-- INFORMATION --
================

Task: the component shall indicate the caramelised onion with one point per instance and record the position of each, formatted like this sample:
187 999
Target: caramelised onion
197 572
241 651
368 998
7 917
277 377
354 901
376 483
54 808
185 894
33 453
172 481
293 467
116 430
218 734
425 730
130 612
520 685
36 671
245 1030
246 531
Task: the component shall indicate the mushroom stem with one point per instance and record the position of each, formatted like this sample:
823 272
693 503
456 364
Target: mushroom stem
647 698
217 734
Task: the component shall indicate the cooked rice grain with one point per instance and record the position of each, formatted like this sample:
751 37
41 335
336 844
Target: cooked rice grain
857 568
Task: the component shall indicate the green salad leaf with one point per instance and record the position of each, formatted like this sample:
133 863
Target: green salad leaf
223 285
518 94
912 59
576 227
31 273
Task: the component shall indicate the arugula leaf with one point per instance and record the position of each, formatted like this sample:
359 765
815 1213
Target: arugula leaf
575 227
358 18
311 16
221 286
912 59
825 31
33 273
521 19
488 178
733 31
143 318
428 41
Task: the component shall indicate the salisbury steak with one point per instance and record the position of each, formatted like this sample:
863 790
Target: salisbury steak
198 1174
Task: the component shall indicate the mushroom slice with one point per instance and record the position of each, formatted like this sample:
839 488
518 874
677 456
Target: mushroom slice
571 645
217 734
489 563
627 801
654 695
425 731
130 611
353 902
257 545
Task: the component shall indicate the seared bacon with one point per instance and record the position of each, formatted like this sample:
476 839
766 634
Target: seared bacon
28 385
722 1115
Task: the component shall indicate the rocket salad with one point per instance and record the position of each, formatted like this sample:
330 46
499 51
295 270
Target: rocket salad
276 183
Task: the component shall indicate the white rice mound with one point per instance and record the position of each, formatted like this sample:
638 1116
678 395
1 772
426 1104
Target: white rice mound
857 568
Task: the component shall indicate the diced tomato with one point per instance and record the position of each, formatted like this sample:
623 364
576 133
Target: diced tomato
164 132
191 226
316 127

================

-- YOUR GOAL --
Set down all the data exactly as given.

-- THE COMPLETED TASK --
Task: the component shall indicate the caramelised onion with one point per instance and record the position of each, formatted like this sample:
187 999
Target: caramelised onion
197 572
241 651
368 998
7 917
277 377
354 901
376 483
54 808
185 894
33 453
172 481
293 467
116 430
218 734
425 730
130 612
520 685
36 671
245 1030
246 531
Task: the component shall indicate the mushroom stem with one point per instance and record the position of each, formatted like this sample:
823 272
693 503
456 364
Target: mushroom stem
647 698
217 734
Task: the component shall indicate the cooked rice grain with one point per instance and record the position of each, formatted like this sample:
751 37
41 335
336 844
Target: cooked rice grain
857 568
Task: the component shall indicate the green salad leaf with one point per instance and record the position of each, formatted like this sample:
133 863
Target: green salad leaf
223 285
518 94
912 59
576 227
31 273
Task: the component shall indicate the arugula leaf with one point per instance and record the position of each, formatted like this sample:
359 765
815 1213
Target: arugula leaf
575 227
358 18
311 16
221 286
912 59
825 31
33 273
521 19
488 178
733 31
143 318
428 41
Task: the component shall indicate the salisbury steak with one point per instance and record the position of each, formatted like this sample:
863 790
Target: salisbury steak
198 1174
Task: the component shall indicate the mushroom slice with one point per instance and record the position of each, formatted like this sample:
839 488
518 874
677 456
Target: mushroom slice
571 645
217 734
489 563
627 801
654 695
425 731
130 611
353 902
257 545
Task: the component shall indicate the seared bacon with one point per instance and record the position of each, formatted like this sample:
476 839
766 634
Target: seared bacon
28 385
722 1115
Task: the component shall indicate the rocket salad with one point per instance and record the position of each, formatted like this sample:
330 46
499 51
295 270
Target: rocket salad
276 183
Task: the component shall indicate the white rice mound with one point per instance and record the position of each, formatted like this sample:
638 1116
678 395
1 772
426 1104
Target: white rice mound
857 568
Task: the component shall indicate the diced tomato with one point per instance and record the position of each, formatted like this sample:
623 364
576 133
Target: diced tomato
164 132
191 226
316 127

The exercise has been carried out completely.